Passage:
== Segment start ==

Coronavirus: Macmillan and PRH Ease Library Digital Book Availability

From Publishing Perspectives:

What a difference a major public health emergency makes.
As of this writing, the numbers of identified coronavirus cases in the States are rising quickly as testing–long delayed by the federal government–finally begins to come online.

The New York Times’ 1:24 p.m. ET update (1724 GMT) has at least 5,002 cases now identified in the United States, and CNN is reporting that the 100th American death has been recorded. And, of course, the most vulnerable demographic to COVID-19 is citizens in their 70s and 80s–a sector of the population that typically appreciates and uses library services.

Abruptly ending a months-long battle of wills, Macmillan CEO John Sargent this afternoon (March 17) has abandoned his embargo of newly released ebooks for libraries in the United States, issuing a short note to the news media:

“Dear Librarians, Authors, Illustrators and Agents,

“There are times in life when differences should be put aside.

== Segment end ==

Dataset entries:

== Segment start ==

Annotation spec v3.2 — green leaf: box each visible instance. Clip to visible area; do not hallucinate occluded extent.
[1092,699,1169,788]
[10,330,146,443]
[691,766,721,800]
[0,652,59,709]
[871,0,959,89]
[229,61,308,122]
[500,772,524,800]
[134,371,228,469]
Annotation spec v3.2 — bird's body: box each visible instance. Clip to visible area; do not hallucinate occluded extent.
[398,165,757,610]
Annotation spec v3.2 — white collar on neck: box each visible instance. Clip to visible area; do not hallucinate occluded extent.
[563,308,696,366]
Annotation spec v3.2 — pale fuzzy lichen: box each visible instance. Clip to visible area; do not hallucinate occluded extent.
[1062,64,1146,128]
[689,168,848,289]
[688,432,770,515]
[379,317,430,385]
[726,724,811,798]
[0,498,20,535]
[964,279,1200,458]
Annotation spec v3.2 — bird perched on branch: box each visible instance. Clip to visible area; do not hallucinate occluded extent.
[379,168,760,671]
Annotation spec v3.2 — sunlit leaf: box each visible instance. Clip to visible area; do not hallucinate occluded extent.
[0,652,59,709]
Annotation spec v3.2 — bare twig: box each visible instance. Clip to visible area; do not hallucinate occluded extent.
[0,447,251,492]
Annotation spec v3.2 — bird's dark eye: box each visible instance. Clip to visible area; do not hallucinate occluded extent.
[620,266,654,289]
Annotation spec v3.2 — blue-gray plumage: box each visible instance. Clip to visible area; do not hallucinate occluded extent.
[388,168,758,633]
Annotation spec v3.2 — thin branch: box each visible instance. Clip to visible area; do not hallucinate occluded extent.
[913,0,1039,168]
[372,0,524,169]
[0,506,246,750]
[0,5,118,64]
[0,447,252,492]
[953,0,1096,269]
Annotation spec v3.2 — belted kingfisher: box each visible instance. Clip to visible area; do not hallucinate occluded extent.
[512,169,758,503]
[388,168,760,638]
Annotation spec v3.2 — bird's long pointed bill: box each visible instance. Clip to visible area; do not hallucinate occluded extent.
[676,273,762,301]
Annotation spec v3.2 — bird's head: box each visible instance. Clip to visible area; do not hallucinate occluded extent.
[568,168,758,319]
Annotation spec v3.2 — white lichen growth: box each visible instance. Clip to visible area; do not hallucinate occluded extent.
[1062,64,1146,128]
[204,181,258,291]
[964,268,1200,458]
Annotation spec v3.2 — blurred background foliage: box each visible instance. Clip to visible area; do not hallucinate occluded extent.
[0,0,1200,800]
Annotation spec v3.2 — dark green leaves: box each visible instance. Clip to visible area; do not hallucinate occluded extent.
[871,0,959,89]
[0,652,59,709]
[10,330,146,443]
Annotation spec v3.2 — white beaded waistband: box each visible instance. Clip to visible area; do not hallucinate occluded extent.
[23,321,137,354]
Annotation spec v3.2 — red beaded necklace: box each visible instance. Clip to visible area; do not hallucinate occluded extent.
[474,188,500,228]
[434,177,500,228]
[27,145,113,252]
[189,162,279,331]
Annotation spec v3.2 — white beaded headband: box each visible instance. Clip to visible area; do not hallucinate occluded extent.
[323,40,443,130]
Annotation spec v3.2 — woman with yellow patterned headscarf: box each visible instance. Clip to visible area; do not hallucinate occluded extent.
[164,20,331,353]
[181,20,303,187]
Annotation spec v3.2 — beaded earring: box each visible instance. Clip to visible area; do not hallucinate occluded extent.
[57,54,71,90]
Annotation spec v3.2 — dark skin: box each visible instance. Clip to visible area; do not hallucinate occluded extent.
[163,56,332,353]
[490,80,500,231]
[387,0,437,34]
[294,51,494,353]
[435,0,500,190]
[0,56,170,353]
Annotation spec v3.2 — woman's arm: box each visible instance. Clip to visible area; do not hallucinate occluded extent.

== Segment end ==

Exercises to complete:
A: Retype the article on library ebooks, starting with "Coronavirus: Macmillan and" and going on through "to come online.".
B: According to the article on library ebooks, what did Macmillan CEO John Sargent abandon on March 17?
The listing was drawn from a separate source.

Task-by-task outputs:
A:
Coronavirus: Macmillan and PRH Ease Library Digital Book Availability

From Publishing Perspectives:

What a difference a major public health emergency makes.
As of this writing, the numbers of identified coronavirus cases in the States are rising quickly as testing–long delayed by the federal government–finally begins to come online.

B: He abandoned his embargo of newly released ebooks for libraries in the United States.